▸ WRITTEN TASK
Rewrite the lines below, replacing "innermost point" with "most central point" everywhere it occurs and keeping the rest unchanged.

▸ Location identification entries
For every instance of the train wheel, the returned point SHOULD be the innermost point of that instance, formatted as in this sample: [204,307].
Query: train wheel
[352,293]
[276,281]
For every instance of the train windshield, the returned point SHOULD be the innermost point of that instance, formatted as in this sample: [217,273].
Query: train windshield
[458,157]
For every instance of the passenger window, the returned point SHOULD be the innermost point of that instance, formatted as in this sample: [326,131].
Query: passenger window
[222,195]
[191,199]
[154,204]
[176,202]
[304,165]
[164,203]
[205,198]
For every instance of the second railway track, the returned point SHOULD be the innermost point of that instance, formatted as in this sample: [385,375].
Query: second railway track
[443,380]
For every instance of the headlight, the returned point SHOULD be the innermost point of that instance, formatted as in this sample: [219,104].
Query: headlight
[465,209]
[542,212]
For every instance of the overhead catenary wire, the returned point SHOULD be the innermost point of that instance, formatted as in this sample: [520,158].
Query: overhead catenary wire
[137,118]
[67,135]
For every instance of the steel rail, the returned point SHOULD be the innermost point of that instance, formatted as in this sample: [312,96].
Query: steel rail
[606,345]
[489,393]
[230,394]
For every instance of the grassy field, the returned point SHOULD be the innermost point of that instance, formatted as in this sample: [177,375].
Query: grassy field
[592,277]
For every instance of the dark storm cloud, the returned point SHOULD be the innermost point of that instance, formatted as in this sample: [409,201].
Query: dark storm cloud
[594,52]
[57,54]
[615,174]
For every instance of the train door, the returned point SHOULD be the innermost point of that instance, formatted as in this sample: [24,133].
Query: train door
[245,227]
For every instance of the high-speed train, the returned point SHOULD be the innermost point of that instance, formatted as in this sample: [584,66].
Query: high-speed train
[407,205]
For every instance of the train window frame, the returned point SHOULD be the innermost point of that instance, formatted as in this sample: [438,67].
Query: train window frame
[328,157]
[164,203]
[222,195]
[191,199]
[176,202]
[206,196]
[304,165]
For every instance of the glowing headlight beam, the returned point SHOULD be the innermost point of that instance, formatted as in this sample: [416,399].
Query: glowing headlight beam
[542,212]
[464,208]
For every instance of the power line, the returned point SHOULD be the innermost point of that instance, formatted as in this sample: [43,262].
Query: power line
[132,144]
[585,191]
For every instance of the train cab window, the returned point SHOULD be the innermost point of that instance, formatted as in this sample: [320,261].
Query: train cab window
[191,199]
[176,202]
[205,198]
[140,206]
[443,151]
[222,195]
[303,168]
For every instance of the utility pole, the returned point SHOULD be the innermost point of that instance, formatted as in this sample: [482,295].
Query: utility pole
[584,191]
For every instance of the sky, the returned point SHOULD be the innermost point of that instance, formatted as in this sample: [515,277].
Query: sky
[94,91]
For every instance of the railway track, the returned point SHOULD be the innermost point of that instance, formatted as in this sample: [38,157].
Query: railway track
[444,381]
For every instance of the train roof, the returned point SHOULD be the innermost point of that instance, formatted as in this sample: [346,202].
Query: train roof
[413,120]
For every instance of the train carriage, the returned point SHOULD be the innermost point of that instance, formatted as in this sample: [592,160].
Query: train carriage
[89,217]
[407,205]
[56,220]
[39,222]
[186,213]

▸ OUTPUT OF THE TASK
For every instance of the train wheel, the returned point SHOULD be the most central point of that instance, formatted as in this sample: [204,307].
Query: train wheel
[352,293]
[276,281]
For every instance of the train windshield, the returned point SHOULD be the most central point of that instance, formatted as in this sample: [217,273].
Query: train windshield
[458,157]
For every instance of the passenger window, the returned point SHOULD be the most central point of that instance, formatted as in this sample: [326,131].
Query: passenger window
[222,195]
[191,199]
[154,204]
[176,202]
[304,165]
[164,203]
[205,198]
For every instance of the second railway track, the returned point SHOULD be the most central point of that instance, formatted as in this sample: [385,375].
Query: second railway track
[443,380]
For every instance of the headlight, the returned point SHOULD be the most central point of that instance, formatted as in this sample: [219,104].
Query: headlight
[465,209]
[542,212]
For every instance of the overhead catenary wire, the returned point SHOULD be the most central point of that instance, formatted as in this sample: [520,158].
Query: overhead catenary wire
[137,118]
[67,135]
For every instance of the steel rail, the returned point SHOULD be the most central point of that instance, formatted as in this sample: [312,96].
Query: steel rail
[606,345]
[489,393]
[230,394]
For every instance of the grassy field, the returned point SHOULD be the most central point of that instance, formatted as in this sample: [177,375].
Query: grassy field
[592,277]
For every instance of the dark storm cloud, the returned point SHOULD be the most central point of that instance, formatted as in this sample: [409,201].
Query: dark storm cloud
[594,52]
[57,54]
[615,174]
For every instance of the train door, the returned point SHOULD be the most central point of that instance, formatted as in this sample: [24,133].
Query: train door
[245,227]
For every instance of the high-speed train, the returned point SHOULD be the most central point of that instance, formatted as in this sample: [584,66].
Query: high-speed train
[407,205]
For every instance of the train window frame, the returned point SHOULD be the most central point of that instance, formatted as in this sample: [438,67].
Query: train window frame
[328,157]
[164,203]
[222,195]
[191,199]
[176,202]
[206,196]
[304,165]
For every instance of the glowing headlight beam, the returned point SHOULD be the most central point of that instance, formatted as in this sample: [416,399].
Query: glowing headlight beam
[542,212]
[464,208]
For every instance of the power line, the returned point SHOULD be the most central point of that instance, formatted as in this sample: [43,262].
Query: power line
[132,144]
[585,191]
For every instance of the train cab window, the returned point SHOULD be the most central point of that instance, formatted as in this sample: [320,261].
Query: train cab window
[191,199]
[176,202]
[205,198]
[140,206]
[443,151]
[222,195]
[303,168]
For every instance of the utility pole, the returned point SHOULD be the most central point of that instance, formatted as in this sample: [482,295].
Query: utility pole
[584,191]
For every instance of the sky, the returned point SHOULD be the most central point of that instance, formatted as in this sample: [515,277].
Query: sky
[94,91]
For every instance of the railway track, the returned point SHOULD be the most central point of that instance, formatted as in this sample: [38,157].
Query: railway track
[444,381]
For every instance of the train roof, the returned point SHOULD be the most central point of that instance, formatted as in this sample: [346,202].
Query: train roof
[413,120]
For every instance of the train carriage, the returned point SHOULD be the most central point of that instance, formatted as in this sample: [592,160].
Query: train carriage
[89,217]
[407,205]
[56,220]
[39,222]
[186,213]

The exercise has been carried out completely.